WHAT THIS TASK INVOLVES ▸ Please give the lines below again with "instance" replaced by "object" throughout, keeping everything else the same, and leave out the pictures.

RAW DATA ▸

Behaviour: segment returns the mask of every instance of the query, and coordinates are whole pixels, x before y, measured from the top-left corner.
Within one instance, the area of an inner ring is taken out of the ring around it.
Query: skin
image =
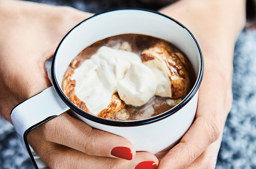
[[[160,11],[191,31],[205,62],[195,120],[160,161],[149,153],[136,152],[126,139],[92,129],[66,113],[30,133],[32,147],[53,169],[130,169],[148,161],[160,169],[215,168],[232,104],[233,50],[245,23],[245,2],[181,0]],[[0,113],[4,118],[11,122],[16,105],[51,85],[44,63],[68,31],[92,15],[69,7],[0,1]],[[131,160],[111,155],[120,146],[131,149]]]

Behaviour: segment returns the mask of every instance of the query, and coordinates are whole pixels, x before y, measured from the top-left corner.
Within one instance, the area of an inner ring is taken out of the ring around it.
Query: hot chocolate
[[[117,121],[137,120],[168,110],[195,81],[186,56],[163,39],[127,34],[98,41],[70,63],[62,89],[84,111]]]

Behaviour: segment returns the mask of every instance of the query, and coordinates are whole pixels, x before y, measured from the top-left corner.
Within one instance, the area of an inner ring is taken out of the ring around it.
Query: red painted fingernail
[[[131,150],[125,147],[115,147],[111,151],[111,155],[117,157],[128,160],[133,159],[133,153]]]
[[[157,164],[154,161],[144,161],[137,165],[134,169],[156,169]]]

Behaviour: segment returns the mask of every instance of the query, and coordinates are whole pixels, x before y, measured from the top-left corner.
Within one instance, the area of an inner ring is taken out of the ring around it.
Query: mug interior
[[[186,104],[198,89],[203,77],[203,56],[196,40],[186,27],[157,12],[134,9],[108,12],[86,20],[70,30],[59,44],[53,59],[52,77],[55,89],[63,101],[84,117],[103,123],[108,124],[110,122],[107,121],[111,121],[111,125],[113,124],[113,121],[98,118],[84,112],[69,101],[61,88],[67,68],[75,57],[87,47],[105,38],[125,33],[140,34],[163,39],[174,44],[187,56],[197,78],[191,91],[178,105]],[[175,108],[171,109],[174,110],[165,113],[169,115],[176,111]],[[164,116],[160,115],[151,118],[151,120],[140,121],[152,122],[163,117]],[[123,122],[115,121],[114,125],[117,122]]]

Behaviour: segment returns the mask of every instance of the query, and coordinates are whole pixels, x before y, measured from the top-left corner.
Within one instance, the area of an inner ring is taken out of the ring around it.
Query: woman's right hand
[[[93,129],[66,113],[34,129],[28,140],[52,169],[134,169],[140,164],[136,169],[147,165],[153,169],[158,164],[152,154],[136,152],[126,139]]]
[[[0,113],[4,118],[11,122],[15,105],[51,86],[45,62],[67,32],[92,15],[69,7],[0,1]],[[158,163],[151,154],[136,152],[126,139],[93,129],[66,113],[34,129],[28,140],[52,169],[139,169],[146,165],[153,169]]]

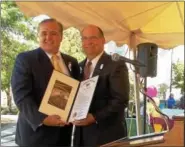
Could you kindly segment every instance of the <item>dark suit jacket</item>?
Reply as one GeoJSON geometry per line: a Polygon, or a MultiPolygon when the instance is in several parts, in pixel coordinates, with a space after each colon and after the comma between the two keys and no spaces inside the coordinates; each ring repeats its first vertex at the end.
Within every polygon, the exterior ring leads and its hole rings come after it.
{"type": "MultiPolygon", "coordinates": [[[[80,64],[81,79],[85,62],[80,64]]],[[[93,76],[96,75],[99,75],[99,81],[89,113],[98,123],[76,127],[75,146],[98,146],[127,135],[124,109],[129,100],[129,78],[126,64],[112,61],[104,53],[95,67],[93,76]]]]}
{"type": "MultiPolygon", "coordinates": [[[[71,64],[69,73],[79,77],[76,59],[61,54],[66,66],[71,64]]],[[[18,116],[15,141],[20,146],[66,146],[70,145],[72,126],[39,126],[46,115],[40,113],[42,97],[53,71],[52,63],[41,49],[20,53],[15,61],[11,85],[18,116]]]]}

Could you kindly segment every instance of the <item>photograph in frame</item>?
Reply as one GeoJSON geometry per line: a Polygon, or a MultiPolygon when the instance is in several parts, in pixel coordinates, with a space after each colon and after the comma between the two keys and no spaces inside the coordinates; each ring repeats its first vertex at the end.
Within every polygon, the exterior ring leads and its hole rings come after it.
{"type": "Polygon", "coordinates": [[[78,80],[54,70],[39,111],[47,115],[59,115],[67,122],[79,83],[78,80]]]}

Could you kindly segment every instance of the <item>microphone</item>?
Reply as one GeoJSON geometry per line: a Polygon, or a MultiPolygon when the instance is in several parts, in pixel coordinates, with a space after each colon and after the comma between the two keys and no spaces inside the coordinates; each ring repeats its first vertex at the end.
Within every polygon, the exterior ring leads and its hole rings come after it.
{"type": "Polygon", "coordinates": [[[144,67],[146,67],[145,64],[142,64],[142,63],[140,63],[140,62],[137,61],[137,60],[128,59],[128,58],[126,58],[126,57],[120,56],[120,55],[117,54],[117,53],[112,54],[111,58],[112,58],[113,61],[123,60],[123,61],[125,61],[125,62],[128,62],[128,63],[134,65],[134,66],[144,66],[144,67]]]}

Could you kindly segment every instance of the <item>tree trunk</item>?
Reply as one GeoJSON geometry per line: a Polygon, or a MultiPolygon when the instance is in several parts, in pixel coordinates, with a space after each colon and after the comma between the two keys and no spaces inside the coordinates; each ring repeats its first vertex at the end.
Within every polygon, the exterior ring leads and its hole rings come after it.
{"type": "Polygon", "coordinates": [[[8,107],[8,110],[11,112],[11,110],[12,110],[12,97],[10,95],[10,88],[8,88],[5,92],[6,92],[6,96],[7,96],[7,107],[8,107]]]}

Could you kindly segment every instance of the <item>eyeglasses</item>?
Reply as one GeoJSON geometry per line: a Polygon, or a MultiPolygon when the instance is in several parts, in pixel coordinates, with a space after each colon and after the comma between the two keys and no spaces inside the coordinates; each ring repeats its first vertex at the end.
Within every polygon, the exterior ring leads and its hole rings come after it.
{"type": "Polygon", "coordinates": [[[98,40],[100,38],[101,37],[97,37],[97,36],[82,37],[82,41],[86,41],[86,40],[96,41],[96,40],[98,40]]]}

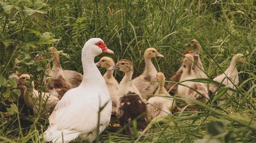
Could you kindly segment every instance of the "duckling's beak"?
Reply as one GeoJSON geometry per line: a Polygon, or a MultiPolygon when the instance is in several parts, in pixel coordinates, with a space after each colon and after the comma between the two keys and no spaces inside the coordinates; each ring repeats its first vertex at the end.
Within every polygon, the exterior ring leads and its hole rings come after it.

CORRECT ANSWER ▸
Behaviour: segment returns the mask of every object of the query, and coordinates are whole pixels, x before y, measured from the top-left corner.
Within one object, the area of an inner ring is taken out of the ring around it.
Query: skin
image =
[[[160,11],[191,31],[205,62],[195,120],[160,161],[149,153],[136,152],[126,139],[92,129],[66,113],[30,133],[32,147],[53,169],[130,169],[148,161],[160,169],[215,168],[232,104],[233,50],[245,23],[245,2],[181,0]],[[0,113],[4,118],[11,122],[16,105],[51,85],[44,63],[68,31],[92,15],[69,7],[0,1]],[[131,160],[111,155],[120,146],[131,149]]]

Behaviour: segment returns the mask of every object of the query, and coordinates are whole pixels, x before y, measured from the top-left corner.
Within one object, the area of an inner ring is taken out of the ring around it.
Query: hot chocolate
[[[117,121],[137,120],[168,110],[195,81],[186,56],[163,39],[127,34],[98,41],[70,63],[62,89],[84,111]]]

Behaviour: segment returns the mask of every object of the query, and coordinates are whole pixels, x before y, measured from the top-left corner.
Within one object, the area of an inner ring is taken out of the ring around it.
Query: red painted fingernail
[[[131,150],[125,147],[115,147],[111,151],[111,155],[117,157],[128,160],[133,159],[133,153]]]
[[[157,164],[154,161],[144,161],[137,165],[134,169],[156,169]]]

Behaviour: segment returns the mask of every object of the query, and coordinates are whole pixels, x before y, measured from the top-left corner.
Within one object, the area of an inner ring is taken out of the ring around it.
Query: mug interior
[[[186,104],[198,89],[203,77],[203,56],[196,40],[186,27],[157,12],[134,9],[108,12],[86,20],[70,30],[59,44],[53,59],[52,77],[55,89],[63,101],[84,117],[103,123],[108,124],[110,122],[107,121],[111,121],[111,125],[113,124],[113,121],[98,118],[84,112],[69,101],[61,88],[67,68],[75,57],[87,47],[105,38],[125,33],[140,34],[163,39],[174,44],[187,56],[197,78],[191,91],[178,105]],[[175,108],[171,109],[174,110],[165,113],[169,115],[176,111]],[[164,116],[160,115],[151,118],[151,120],[140,121],[152,122],[163,117]],[[123,122],[115,121],[114,125],[117,122]]]

Behaviour: segment returns the mask of every object of the query, and coordinates are whole pixels, x before y, measured from the top-left corner.
Within one object, the area of an inner ring is taken out of the ring around it.
Query: woman's right hand
[[[93,129],[66,113],[34,129],[28,140],[52,169],[134,169],[140,164],[136,169],[147,165],[153,169],[158,164],[152,154],[136,152],[126,139]]]
[[[0,113],[4,118],[11,122],[15,105],[51,86],[45,62],[67,32],[92,15],[69,7],[0,1]],[[158,163],[151,154],[136,152],[126,139],[93,129],[66,113],[34,129],[28,140],[52,169],[139,169],[146,165],[153,169]]]

Could you kindly segment every object of the <item>dark suit jacket</item>?
Reply as one GeoJSON geometry per line: a Polygon, or a MultiPolygon when the object is in several parts, in pixel coordinates, with a space after each colon and after the comma between the two keys and no spaces inside the coordinates; each ring repeats its first vertex at the end.
Within every polygon, the exterior ring leads and its hole rings come after it.
{"type": "MultiPolygon", "coordinates": [[[[80,64],[81,79],[85,62],[80,64]]],[[[93,76],[96,75],[99,75],[99,81],[89,113],[98,123],[76,127],[75,146],[98,146],[127,135],[124,109],[129,100],[129,78],[126,64],[112,61],[104,53],[95,67],[93,76]]]]}
{"type": "MultiPolygon", "coordinates": [[[[71,64],[69,73],[79,77],[76,59],[61,54],[66,66],[71,64]]],[[[18,116],[15,141],[20,146],[66,146],[70,145],[72,126],[39,126],[46,115],[40,113],[42,97],[53,71],[52,63],[41,49],[20,53],[15,61],[11,85],[18,116]]]]}

Could you kindly segment every object of the <item>photograph in frame</item>?
Reply as one GeoJSON geometry per line: a Polygon, or a MultiPolygon when the object is in several parts, in pixel coordinates, with a space after each colon and after the comma between the two keys and no spaces inside the coordinates; each ring repeats its first vertex at the end.
Within every polygon, the exterior ring leads and its hole rings come after it.
{"type": "Polygon", "coordinates": [[[78,80],[54,70],[39,111],[47,115],[59,115],[67,122],[79,83],[78,80]]]}

Could you kindly segment every object of the <item>microphone</item>?
Reply as one GeoJSON geometry per line: a Polygon, or a MultiPolygon when the object is in several parts, in pixel coordinates, with a space after each colon and after the comma between the two keys and no spaces inside the coordinates; each ring repeats its first vertex at the end.
Within every polygon, the exterior ring leads and its hole rings come after it.
{"type": "Polygon", "coordinates": [[[144,67],[146,67],[145,64],[142,64],[142,63],[140,63],[140,62],[137,61],[137,60],[128,59],[128,58],[126,58],[126,57],[120,56],[120,55],[117,54],[117,53],[112,54],[111,58],[112,58],[113,61],[123,60],[123,61],[125,61],[125,62],[128,62],[128,63],[134,65],[134,66],[144,66],[144,67]]]}

Could you kindly segment every object of the <item>tree trunk</item>?
Reply as one GeoJSON geometry per line: a Polygon, or a MultiPolygon when the object is in several parts, in pixel coordinates, with a space after each colon and after the comma between the two keys and no spaces inside the coordinates; each ring repeats its first vertex at the end.
Within every polygon, the exterior ring leads and its hole rings come after it.
{"type": "Polygon", "coordinates": [[[8,107],[8,110],[11,112],[11,110],[12,110],[12,97],[10,95],[10,88],[8,88],[5,92],[6,92],[6,96],[7,96],[7,107],[8,107]]]}

Could you kindly segment every object of the <item>eyeglasses</item>?
Reply as one GeoJSON geometry per line: a Polygon, or a MultiPolygon when the object is in several parts, in pixel coordinates, with a space after each colon and after the comma between the two keys and no spaces inside the coordinates; each ring repeats its first vertex at the end.
Within every polygon, the exterior ring leads and its hole rings come after it.
{"type": "Polygon", "coordinates": [[[98,40],[100,38],[101,37],[97,37],[97,36],[82,37],[82,41],[86,41],[86,40],[96,41],[96,40],[98,40]]]}

Could you kindly segment every object of the "duckling's beak"?
Reply as one GeoJSON geometry per line: a Polygon, or a MultiPolygon when the object is in several parts, in pixel coordinates, with a space after each colon and after the comma between the two keys and no spaces inside the coordinates; each ring repeats its first vertex at the end.
Within every polygon, the exterior ring leads and its hole rings come after it.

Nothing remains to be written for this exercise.